(Coordinate labeling data)

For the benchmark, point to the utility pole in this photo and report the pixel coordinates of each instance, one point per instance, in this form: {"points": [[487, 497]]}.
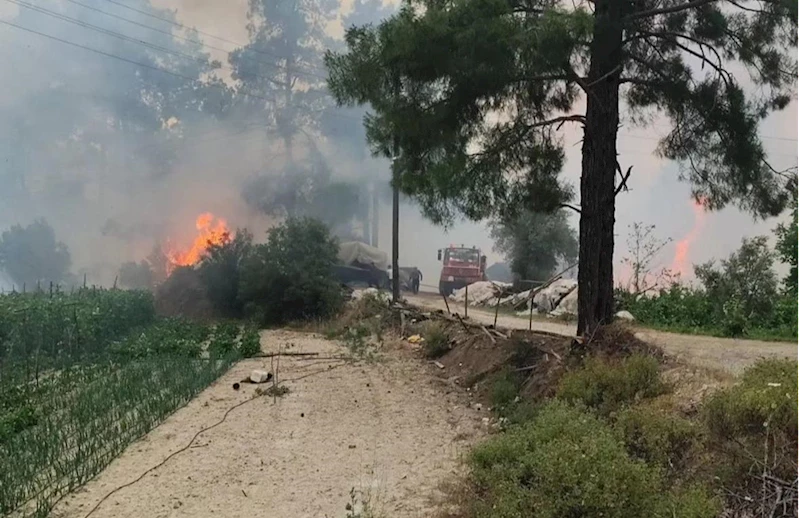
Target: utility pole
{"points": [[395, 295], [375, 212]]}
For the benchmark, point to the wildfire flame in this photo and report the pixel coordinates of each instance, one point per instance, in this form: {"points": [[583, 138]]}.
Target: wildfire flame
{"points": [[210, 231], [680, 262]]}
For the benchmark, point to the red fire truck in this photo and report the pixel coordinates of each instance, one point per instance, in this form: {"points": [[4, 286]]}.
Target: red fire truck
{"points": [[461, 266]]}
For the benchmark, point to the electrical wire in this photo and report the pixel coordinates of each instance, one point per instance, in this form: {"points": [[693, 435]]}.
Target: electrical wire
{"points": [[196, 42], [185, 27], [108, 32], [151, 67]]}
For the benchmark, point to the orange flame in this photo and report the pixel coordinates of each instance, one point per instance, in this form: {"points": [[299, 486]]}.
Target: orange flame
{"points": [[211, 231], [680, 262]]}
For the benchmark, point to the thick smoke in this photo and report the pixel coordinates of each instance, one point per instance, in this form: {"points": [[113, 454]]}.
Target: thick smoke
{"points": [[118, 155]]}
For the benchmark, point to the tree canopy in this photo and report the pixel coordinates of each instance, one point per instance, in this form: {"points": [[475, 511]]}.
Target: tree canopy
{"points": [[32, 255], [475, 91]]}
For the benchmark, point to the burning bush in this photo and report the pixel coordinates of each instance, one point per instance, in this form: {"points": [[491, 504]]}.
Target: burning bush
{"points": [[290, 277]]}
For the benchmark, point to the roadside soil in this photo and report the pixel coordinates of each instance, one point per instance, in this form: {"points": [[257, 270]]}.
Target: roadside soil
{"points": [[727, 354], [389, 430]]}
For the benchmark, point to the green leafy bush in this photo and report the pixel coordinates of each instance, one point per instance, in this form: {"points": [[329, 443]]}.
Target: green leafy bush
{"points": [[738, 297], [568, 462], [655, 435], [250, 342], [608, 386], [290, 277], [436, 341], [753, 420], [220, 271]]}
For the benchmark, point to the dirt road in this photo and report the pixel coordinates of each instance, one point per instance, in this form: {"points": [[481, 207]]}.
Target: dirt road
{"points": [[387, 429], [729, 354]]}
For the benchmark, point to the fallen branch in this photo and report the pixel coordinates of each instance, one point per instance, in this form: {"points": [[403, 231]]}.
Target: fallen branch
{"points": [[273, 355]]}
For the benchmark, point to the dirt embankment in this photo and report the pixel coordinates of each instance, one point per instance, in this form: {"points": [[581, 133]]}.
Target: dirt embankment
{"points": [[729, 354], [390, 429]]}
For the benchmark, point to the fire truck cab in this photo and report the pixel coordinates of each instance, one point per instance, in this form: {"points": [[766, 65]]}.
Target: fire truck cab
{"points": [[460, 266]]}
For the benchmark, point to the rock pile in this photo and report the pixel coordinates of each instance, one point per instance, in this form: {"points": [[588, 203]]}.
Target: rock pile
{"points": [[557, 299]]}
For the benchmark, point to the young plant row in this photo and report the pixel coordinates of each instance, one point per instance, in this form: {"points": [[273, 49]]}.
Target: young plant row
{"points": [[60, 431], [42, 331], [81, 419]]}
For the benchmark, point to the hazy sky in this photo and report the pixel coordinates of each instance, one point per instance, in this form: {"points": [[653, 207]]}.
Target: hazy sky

WHAT YOU HAVE TO DO –
Quote the entries in full. Any image among them is to be omitted from the copy.

TASK SOLUTION –
For the benchmark, point to the utility pole in this photo and report the pixel coordinates of each instance, one point per instance, in this form: {"points": [[487, 497]]}.
Target: utility pole
{"points": [[395, 295], [375, 212]]}
For the benchmark, point to the wildfire flame in this photo and report the pixel coordinates of each instance, one point per instance, in this form: {"points": [[583, 138]]}.
Target: wildfire flame
{"points": [[210, 231], [680, 262]]}
For the benchmark, point to the red fire truck in this photo and report the pixel coordinates of each instance, one point per instance, in this form: {"points": [[4, 286]]}.
Target: red fire truck
{"points": [[461, 266]]}
For the benchmark, point to the electrical wire in this photo and report the pixel coordinates of each instance, one point per instance, in this form: {"points": [[693, 435]]}.
Target: electrical wire
{"points": [[196, 42], [185, 27], [108, 32], [151, 67]]}
For the benchmark, point to the orange flame in this photo and report the pixel coordinates of each instance, one point per instance, in this form: {"points": [[299, 486]]}.
Target: orange flame
{"points": [[211, 231], [680, 262]]}
For the benchmark, point to the thick smoke in this photo and report the pixel coordinates of each instance, one point per instance, in this form: {"points": [[113, 454]]}.
Target: thick smoke
{"points": [[118, 155]]}
For the benchmark, point to the tree canopy in this photo and report the pixel coordinates of each instance, one point per instance, in this form: {"points": [[475, 511]]}.
Target: tree canopy
{"points": [[32, 255], [475, 91]]}
For the benchmark, point to the burning bush in this photo and report the pixel coordinates of each instance, one point per instance, in this form: {"points": [[491, 504]]}.
Target: burning bush
{"points": [[290, 277]]}
For the benchmark, point to the roadside soil in this photo and report the pixel coordinates of each instance, one point per instance, in this form: {"points": [[257, 270]]}.
Target: roadside soil
{"points": [[727, 354], [389, 430]]}
For the benchmark, point to the green leafy bush in this photo and report the pixel coordinates of each instance, one point per instance, in this form: {"points": [[329, 443]]}.
Target: green leafy bush
{"points": [[738, 297], [568, 462], [655, 435], [250, 342], [608, 386], [290, 277], [436, 341], [753, 420], [220, 271]]}
For the benchmark, point to the dirt road in this photo and report the pixel coordinates of each instance, one point per instance, in this form: {"points": [[481, 207]]}.
Target: dirt road
{"points": [[387, 429], [729, 354]]}
For the benchmark, point to the fallen branch in this photo and report the pixel coordinates of each instance, one point per instance, in this form: {"points": [[403, 231]]}.
Target: fallen branch
{"points": [[273, 355]]}
For the benchmark, point to the dirt embankment in this photo and report the pixel coordinates of each instance, one point per instance, in this form: {"points": [[581, 133]]}.
Target: dirt embankment
{"points": [[729, 354], [390, 429]]}
For the benchmark, point to the fire truck cab in this photo and report the pixel coordinates of each instance, one point per instance, in this form: {"points": [[766, 65]]}.
Target: fire truck cab
{"points": [[460, 266]]}
For the benchmark, point to the rock pile in this photo and report the pixel coordinates of each instance, one point per instance, in this form: {"points": [[588, 203]]}.
Target: rock pile
{"points": [[557, 299]]}
For the benchmark, point to the young plant row in this photo and report the pixel coordinates of each instance, one point per instance, in this form: {"points": [[273, 49]]}.
Target: young plant row
{"points": [[60, 431], [42, 331], [81, 419]]}
For the benchmark, point to the hazy sky in this photo and report the pixel coordinates of each instance, one point per instance, in this form: {"points": [[653, 207]]}.
Target: hazy sky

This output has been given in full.